# [WORK INSTRUCTIONS]
Count how many lines of the material below contain the word "earth". Give only the number.

# [RECORDS PROVIDED]
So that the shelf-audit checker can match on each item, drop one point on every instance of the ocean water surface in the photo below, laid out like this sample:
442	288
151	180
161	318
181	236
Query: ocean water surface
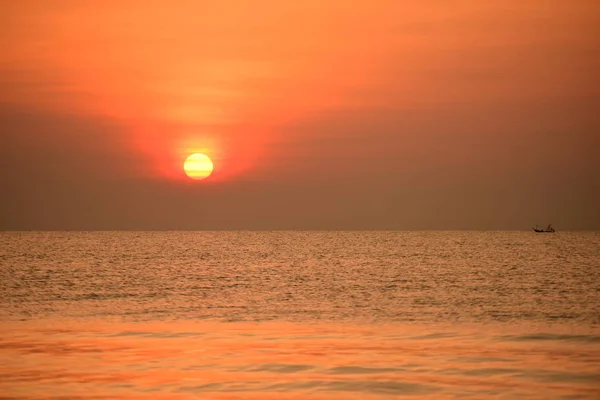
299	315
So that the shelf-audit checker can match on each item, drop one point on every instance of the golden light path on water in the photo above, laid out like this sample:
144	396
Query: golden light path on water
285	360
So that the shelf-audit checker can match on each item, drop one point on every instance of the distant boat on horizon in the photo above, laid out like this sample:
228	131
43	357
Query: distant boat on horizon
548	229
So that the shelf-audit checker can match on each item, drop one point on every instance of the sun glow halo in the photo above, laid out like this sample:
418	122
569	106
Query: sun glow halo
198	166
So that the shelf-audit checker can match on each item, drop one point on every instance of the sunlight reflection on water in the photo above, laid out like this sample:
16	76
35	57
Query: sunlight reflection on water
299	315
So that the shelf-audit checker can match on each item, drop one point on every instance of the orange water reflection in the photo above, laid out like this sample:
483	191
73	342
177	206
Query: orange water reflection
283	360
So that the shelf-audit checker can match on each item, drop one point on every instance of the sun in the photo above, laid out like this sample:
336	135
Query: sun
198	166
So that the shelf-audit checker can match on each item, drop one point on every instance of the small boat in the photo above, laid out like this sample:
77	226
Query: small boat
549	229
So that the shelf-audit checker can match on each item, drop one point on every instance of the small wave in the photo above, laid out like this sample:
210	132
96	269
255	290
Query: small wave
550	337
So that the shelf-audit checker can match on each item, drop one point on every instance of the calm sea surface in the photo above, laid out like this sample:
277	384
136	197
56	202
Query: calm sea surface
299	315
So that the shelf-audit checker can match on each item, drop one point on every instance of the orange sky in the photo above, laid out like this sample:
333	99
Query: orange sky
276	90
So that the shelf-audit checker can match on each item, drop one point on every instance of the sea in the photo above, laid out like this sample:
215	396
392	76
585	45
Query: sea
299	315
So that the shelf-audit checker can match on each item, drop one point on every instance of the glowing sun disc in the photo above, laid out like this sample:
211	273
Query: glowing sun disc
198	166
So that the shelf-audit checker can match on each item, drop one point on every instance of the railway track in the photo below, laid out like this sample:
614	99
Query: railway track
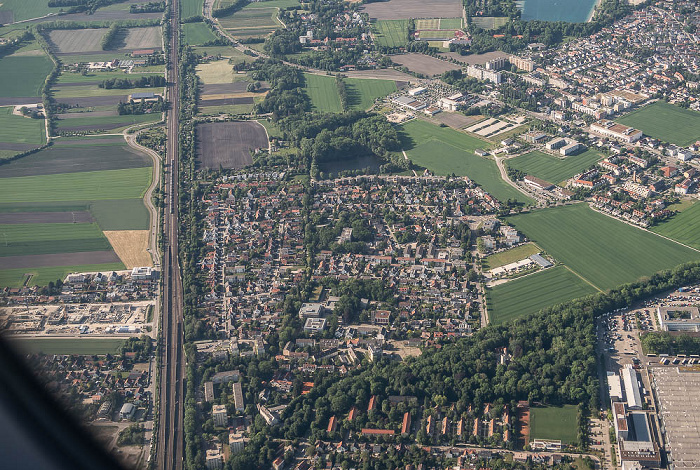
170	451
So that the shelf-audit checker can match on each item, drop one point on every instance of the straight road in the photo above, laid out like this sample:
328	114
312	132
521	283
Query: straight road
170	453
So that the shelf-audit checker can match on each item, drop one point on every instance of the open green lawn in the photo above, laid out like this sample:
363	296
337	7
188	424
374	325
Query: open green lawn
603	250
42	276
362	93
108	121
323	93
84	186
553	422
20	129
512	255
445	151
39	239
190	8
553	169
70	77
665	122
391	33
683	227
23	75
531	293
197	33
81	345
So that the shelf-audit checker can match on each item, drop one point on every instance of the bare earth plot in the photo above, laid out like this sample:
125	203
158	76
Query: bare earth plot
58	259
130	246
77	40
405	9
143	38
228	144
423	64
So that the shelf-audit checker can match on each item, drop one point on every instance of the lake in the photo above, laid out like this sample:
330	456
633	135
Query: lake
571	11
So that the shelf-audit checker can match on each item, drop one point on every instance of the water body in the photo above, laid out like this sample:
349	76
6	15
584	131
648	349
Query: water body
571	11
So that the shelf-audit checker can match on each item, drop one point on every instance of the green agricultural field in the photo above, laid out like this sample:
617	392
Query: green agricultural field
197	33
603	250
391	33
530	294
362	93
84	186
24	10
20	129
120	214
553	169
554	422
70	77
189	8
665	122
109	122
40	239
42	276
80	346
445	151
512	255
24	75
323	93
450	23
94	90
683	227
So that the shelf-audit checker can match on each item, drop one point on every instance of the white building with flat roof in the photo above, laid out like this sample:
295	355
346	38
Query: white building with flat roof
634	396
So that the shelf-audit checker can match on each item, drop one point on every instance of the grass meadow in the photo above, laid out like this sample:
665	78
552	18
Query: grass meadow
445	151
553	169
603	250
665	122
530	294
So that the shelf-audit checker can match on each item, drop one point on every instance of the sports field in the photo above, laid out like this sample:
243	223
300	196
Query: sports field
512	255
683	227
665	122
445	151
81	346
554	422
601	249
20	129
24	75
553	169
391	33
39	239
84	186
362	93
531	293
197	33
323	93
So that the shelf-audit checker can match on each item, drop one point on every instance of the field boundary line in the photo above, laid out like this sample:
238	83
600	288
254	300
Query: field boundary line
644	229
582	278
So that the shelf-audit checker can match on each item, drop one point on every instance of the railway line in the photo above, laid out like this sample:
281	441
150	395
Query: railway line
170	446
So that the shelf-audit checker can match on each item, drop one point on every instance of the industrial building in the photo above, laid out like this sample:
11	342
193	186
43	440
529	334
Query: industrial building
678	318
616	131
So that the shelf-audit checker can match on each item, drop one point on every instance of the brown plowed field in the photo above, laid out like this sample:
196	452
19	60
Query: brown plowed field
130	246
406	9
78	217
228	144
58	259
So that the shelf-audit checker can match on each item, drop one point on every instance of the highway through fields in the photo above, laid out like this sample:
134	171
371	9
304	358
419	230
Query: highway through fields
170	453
==
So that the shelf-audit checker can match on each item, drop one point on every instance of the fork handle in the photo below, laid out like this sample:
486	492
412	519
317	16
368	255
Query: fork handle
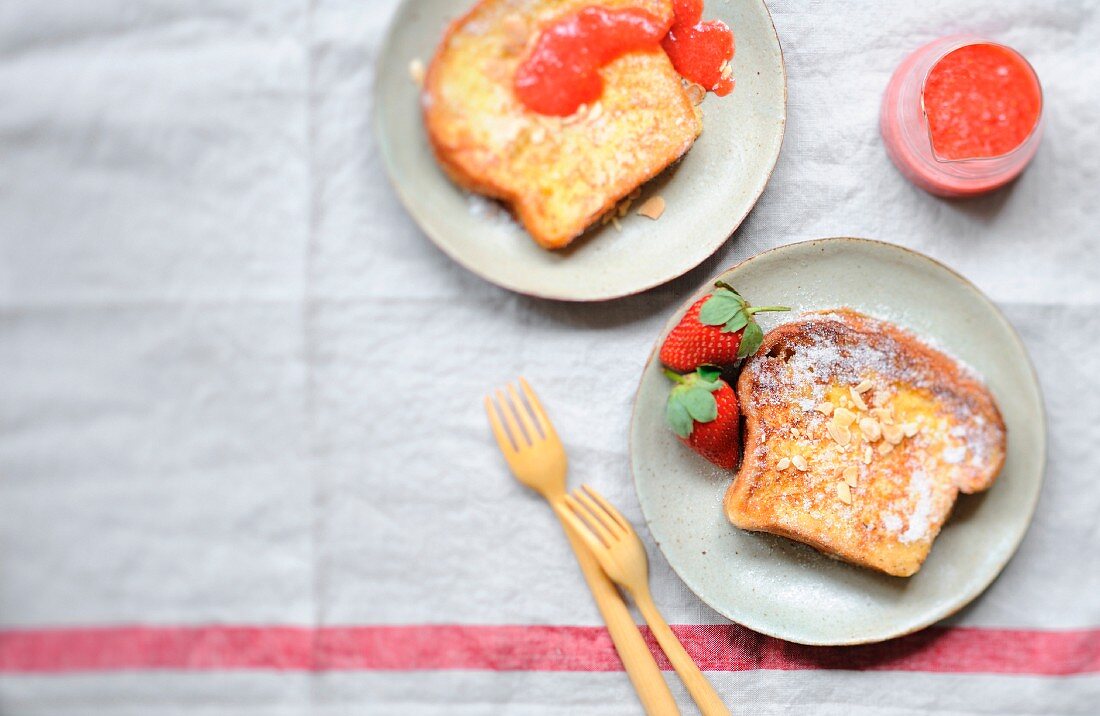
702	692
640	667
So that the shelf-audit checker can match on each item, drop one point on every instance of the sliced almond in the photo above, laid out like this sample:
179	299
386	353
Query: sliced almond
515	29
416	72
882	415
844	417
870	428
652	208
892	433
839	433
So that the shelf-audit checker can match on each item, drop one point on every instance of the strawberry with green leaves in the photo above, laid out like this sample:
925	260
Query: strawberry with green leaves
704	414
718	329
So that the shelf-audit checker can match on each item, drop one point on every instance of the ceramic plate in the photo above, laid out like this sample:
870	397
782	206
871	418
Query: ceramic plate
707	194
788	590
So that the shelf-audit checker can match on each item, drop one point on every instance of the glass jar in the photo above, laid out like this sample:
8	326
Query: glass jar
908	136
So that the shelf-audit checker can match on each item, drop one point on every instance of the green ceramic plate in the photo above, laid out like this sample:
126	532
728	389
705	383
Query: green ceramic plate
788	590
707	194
---
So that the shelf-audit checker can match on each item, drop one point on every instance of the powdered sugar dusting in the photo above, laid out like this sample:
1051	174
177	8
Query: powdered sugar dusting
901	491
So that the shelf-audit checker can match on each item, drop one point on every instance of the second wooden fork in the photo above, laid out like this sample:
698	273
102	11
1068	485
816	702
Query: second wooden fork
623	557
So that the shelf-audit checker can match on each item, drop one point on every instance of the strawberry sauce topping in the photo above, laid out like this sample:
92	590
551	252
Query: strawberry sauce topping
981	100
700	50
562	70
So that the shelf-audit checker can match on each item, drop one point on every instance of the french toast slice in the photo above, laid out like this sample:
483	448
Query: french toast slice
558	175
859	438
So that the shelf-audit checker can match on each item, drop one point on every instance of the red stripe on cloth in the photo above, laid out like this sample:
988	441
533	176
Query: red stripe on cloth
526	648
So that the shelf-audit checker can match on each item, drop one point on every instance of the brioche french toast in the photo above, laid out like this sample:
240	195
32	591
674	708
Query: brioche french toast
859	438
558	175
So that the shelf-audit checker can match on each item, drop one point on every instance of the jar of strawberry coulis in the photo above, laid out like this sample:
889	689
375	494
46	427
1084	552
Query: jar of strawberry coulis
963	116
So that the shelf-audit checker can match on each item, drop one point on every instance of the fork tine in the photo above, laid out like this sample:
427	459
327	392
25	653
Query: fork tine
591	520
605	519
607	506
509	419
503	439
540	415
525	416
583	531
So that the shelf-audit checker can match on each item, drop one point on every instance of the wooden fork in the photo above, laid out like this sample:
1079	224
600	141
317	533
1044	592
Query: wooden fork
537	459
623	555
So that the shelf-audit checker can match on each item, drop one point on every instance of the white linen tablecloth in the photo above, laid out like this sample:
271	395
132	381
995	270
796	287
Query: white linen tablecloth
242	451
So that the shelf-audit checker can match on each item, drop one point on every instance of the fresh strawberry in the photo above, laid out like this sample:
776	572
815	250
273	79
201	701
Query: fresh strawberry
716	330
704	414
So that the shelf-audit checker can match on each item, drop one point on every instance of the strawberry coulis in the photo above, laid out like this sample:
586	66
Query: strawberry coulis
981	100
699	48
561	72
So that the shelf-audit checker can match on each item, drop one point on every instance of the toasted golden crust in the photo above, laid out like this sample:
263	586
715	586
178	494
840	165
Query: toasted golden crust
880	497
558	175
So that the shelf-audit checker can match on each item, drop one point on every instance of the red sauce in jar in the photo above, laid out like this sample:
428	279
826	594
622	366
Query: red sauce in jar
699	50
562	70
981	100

# [EXPECTED OUTPUT]
2